▶ [Do this]: Please reproduce the records below verbatim, starting at the line containing "Could you mark every instance of the dark" and ending with the final line of the records. Leave the pictures out of your answer.

[Object point labels]
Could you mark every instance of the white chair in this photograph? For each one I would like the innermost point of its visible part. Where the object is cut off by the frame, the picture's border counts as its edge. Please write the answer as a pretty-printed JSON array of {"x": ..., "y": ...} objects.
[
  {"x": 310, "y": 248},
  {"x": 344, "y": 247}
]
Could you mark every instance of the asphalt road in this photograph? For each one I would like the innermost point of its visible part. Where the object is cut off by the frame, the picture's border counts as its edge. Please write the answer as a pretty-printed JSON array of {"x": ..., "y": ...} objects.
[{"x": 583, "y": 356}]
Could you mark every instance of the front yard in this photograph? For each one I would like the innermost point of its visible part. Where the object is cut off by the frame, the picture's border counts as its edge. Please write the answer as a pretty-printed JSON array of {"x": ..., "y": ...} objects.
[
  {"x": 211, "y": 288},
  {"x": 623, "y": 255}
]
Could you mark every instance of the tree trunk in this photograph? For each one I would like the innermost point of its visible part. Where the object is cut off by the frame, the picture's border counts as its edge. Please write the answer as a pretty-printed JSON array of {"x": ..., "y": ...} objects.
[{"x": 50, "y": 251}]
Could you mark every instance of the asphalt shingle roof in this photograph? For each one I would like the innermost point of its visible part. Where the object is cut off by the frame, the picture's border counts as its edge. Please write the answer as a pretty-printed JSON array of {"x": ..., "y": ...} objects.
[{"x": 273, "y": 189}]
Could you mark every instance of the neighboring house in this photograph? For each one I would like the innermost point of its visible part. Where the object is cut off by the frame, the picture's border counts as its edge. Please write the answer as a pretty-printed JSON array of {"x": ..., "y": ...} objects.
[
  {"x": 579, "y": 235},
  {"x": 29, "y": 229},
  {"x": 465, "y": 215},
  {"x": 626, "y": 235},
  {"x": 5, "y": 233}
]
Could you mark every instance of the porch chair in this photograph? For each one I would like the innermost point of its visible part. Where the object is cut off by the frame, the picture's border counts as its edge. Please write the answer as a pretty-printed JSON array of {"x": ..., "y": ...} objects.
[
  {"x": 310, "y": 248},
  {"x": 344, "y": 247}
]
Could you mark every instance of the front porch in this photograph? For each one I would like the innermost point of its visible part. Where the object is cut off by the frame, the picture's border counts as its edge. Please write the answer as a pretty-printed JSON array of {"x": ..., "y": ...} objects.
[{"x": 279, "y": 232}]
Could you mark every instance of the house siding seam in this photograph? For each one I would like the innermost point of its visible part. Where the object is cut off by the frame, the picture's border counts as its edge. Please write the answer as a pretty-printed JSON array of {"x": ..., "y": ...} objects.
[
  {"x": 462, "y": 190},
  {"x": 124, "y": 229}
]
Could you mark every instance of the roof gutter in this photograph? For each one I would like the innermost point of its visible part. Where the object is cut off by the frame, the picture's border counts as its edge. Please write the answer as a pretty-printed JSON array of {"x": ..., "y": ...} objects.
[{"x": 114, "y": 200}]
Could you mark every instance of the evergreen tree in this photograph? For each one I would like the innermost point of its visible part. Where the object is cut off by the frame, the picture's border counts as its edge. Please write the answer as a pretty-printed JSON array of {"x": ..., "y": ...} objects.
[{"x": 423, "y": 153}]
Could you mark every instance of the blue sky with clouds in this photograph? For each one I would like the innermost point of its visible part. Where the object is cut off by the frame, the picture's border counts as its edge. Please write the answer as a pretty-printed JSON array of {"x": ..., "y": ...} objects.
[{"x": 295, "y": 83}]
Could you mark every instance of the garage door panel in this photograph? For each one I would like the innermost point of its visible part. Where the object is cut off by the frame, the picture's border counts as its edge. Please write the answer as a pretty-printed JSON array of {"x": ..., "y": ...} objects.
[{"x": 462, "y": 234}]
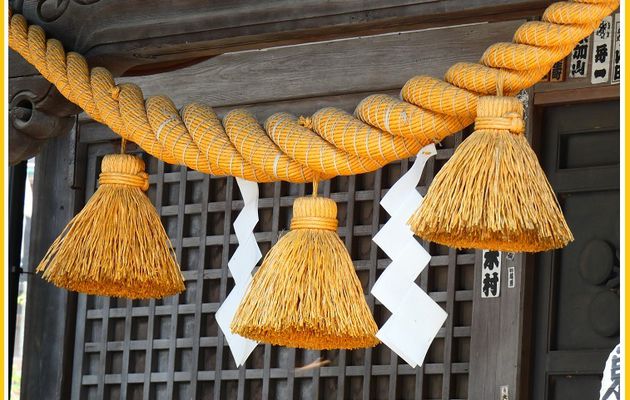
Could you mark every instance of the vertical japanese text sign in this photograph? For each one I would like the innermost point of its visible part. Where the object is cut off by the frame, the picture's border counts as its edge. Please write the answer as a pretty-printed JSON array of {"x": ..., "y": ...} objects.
[
  {"x": 616, "y": 70},
  {"x": 602, "y": 51},
  {"x": 578, "y": 67},
  {"x": 490, "y": 274}
]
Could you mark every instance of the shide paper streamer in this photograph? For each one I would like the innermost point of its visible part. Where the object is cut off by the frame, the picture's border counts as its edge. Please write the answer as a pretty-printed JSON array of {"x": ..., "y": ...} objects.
[
  {"x": 416, "y": 318},
  {"x": 241, "y": 265}
]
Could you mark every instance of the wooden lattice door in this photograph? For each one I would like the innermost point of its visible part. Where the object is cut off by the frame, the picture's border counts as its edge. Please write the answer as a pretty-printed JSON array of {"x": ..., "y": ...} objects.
[{"x": 172, "y": 348}]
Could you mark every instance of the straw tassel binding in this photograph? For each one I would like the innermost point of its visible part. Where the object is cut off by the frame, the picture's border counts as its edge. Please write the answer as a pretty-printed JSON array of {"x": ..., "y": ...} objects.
[
  {"x": 306, "y": 293},
  {"x": 116, "y": 246},
  {"x": 493, "y": 194}
]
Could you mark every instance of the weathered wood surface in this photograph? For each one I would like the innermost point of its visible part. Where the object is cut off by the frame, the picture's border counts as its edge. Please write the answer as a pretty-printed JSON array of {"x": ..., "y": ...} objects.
[
  {"x": 358, "y": 65},
  {"x": 50, "y": 313},
  {"x": 150, "y": 35}
]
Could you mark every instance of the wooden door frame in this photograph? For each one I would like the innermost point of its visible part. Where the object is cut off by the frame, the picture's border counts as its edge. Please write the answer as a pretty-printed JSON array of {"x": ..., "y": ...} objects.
[{"x": 565, "y": 93}]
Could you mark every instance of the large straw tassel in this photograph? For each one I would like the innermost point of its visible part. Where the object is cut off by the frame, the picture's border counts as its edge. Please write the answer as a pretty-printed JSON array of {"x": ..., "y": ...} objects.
[
  {"x": 492, "y": 194},
  {"x": 306, "y": 293},
  {"x": 116, "y": 246}
]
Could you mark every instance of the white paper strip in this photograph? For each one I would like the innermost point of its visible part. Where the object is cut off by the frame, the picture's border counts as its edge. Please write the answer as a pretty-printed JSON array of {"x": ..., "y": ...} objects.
[
  {"x": 241, "y": 265},
  {"x": 416, "y": 318},
  {"x": 611, "y": 381}
]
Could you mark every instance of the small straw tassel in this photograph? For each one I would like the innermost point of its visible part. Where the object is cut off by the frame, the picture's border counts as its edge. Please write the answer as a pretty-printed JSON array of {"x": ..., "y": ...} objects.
[
  {"x": 116, "y": 246},
  {"x": 306, "y": 293},
  {"x": 492, "y": 194}
]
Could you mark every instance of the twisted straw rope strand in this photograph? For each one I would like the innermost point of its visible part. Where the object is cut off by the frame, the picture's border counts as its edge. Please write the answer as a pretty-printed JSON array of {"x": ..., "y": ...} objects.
[{"x": 332, "y": 142}]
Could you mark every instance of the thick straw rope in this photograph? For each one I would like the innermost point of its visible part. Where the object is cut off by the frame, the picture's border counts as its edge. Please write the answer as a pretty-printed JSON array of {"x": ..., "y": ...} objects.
[{"x": 330, "y": 143}]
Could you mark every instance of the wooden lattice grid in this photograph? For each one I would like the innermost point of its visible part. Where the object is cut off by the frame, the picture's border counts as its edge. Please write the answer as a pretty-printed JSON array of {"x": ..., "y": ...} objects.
[{"x": 173, "y": 348}]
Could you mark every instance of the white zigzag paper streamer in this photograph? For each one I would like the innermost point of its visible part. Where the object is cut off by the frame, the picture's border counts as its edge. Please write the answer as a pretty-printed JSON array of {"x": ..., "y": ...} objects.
[
  {"x": 241, "y": 265},
  {"x": 416, "y": 318}
]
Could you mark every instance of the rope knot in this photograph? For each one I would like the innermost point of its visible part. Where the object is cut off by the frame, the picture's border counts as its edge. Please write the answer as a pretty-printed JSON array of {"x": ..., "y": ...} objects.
[
  {"x": 306, "y": 122},
  {"x": 123, "y": 169},
  {"x": 115, "y": 92},
  {"x": 314, "y": 213},
  {"x": 500, "y": 113}
]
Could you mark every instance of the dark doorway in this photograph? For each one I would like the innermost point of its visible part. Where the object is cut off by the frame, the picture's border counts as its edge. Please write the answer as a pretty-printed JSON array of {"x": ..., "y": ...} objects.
[{"x": 575, "y": 318}]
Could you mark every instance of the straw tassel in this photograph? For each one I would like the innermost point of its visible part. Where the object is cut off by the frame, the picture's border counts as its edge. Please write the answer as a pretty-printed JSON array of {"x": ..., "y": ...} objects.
[
  {"x": 306, "y": 293},
  {"x": 116, "y": 246},
  {"x": 493, "y": 194}
]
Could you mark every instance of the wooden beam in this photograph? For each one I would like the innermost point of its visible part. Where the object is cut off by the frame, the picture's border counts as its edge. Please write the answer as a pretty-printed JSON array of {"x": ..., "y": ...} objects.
[
  {"x": 359, "y": 65},
  {"x": 144, "y": 37}
]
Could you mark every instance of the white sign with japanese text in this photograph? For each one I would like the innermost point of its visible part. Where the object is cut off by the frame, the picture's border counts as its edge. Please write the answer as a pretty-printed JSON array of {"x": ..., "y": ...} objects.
[
  {"x": 490, "y": 274},
  {"x": 602, "y": 52},
  {"x": 616, "y": 69},
  {"x": 578, "y": 67}
]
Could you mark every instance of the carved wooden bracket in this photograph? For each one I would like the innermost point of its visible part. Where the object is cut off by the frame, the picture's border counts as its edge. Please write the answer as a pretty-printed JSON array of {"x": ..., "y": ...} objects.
[{"x": 37, "y": 112}]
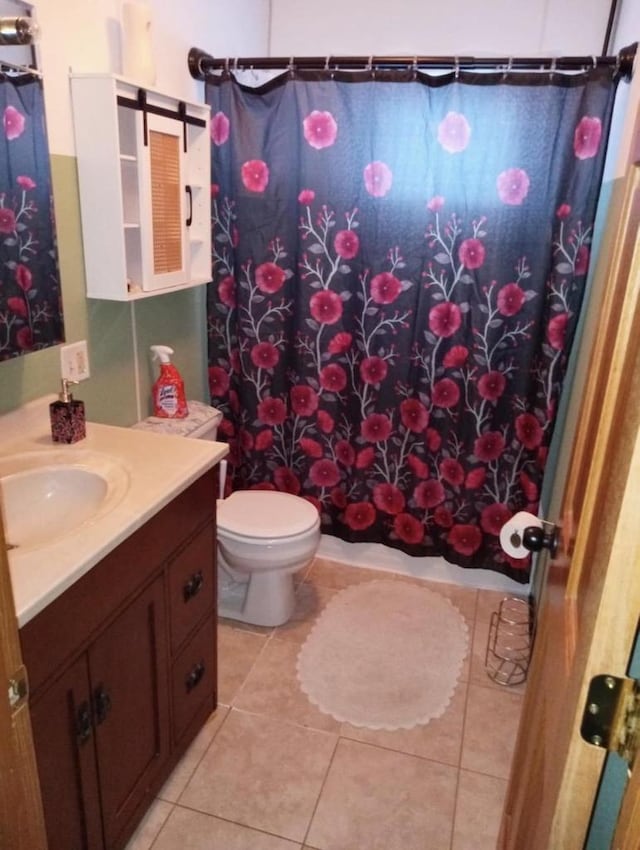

▶ [Task response]:
Could you mark every instance of the dark doorway in this photograph? For each one I would like the innermost point of its visible part. Where the object is cut off by the frame, the picture's border counts as its edge. Please write the answer as a pretty-printed JSON array of {"x": ..., "y": ...} objects.
[{"x": 575, "y": 318}]
Could you mark every instance of the straw tassel in this photograph? For each one I would like the innermost point of its visible part. Where the object is cut off by the frame, the picture's border counts as its edge. Please write the answer as a pretty-printed JSON array of {"x": ..., "y": ...} objects.
[
  {"x": 306, "y": 293},
  {"x": 116, "y": 246},
  {"x": 493, "y": 194}
]
Could you mark every instance of the wooden beam in this photograph? For each one I would like the innermost point of its visible part. Where the object is cut off by the frame, the picture's border counts as its edge. Please write the answer as a pretty-printed JSON array of {"x": ..., "y": ...} objects.
[
  {"x": 359, "y": 65},
  {"x": 144, "y": 37}
]
Could you mark every instance of the white sign with japanese text in this photograph? For each one I would like the innermost point of its visible part. Where the object is cut off by the frame, the picture's border counts as its edge. Please write the answer as a pretty-printed JSON array of {"x": ..., "y": ...} objects.
[
  {"x": 490, "y": 274},
  {"x": 602, "y": 52},
  {"x": 616, "y": 69},
  {"x": 578, "y": 67}
]
Could you mark every instance of the carved wooden bracket in this photograph? For each one I would like the innermost point of its visible part. Where the object is cut off by the frame, the picture's border counts as its edge. Please write the answer as a pretty-printed JSON array of {"x": ..., "y": ...} objects.
[{"x": 37, "y": 112}]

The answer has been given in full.